Work order >> Read through the data and count the lines that contain the string "left"; give only the result.

Dataset entries >>
==================================================

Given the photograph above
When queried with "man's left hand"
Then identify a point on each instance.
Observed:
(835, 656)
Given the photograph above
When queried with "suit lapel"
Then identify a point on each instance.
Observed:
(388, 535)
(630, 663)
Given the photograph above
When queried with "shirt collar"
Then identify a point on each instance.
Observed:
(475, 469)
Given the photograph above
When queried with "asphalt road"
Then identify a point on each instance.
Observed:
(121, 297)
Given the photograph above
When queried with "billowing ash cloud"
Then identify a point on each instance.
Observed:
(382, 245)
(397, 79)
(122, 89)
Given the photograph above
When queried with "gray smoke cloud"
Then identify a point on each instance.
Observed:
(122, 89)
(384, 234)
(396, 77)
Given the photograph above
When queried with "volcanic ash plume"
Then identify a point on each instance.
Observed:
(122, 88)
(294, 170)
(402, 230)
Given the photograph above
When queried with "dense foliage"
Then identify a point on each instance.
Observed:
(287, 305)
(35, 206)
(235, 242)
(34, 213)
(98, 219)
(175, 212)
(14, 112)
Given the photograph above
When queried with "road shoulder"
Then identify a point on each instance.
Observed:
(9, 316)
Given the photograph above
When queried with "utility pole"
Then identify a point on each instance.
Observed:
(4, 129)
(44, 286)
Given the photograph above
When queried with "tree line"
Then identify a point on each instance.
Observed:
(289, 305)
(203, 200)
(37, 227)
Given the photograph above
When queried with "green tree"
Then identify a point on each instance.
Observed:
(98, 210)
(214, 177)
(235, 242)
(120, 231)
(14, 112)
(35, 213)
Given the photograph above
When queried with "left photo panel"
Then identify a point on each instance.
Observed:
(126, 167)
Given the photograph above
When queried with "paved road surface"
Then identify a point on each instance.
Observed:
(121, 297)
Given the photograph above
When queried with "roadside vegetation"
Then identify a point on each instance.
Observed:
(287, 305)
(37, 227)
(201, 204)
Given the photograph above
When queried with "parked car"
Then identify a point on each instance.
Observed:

==================================================

Result of this task >> 2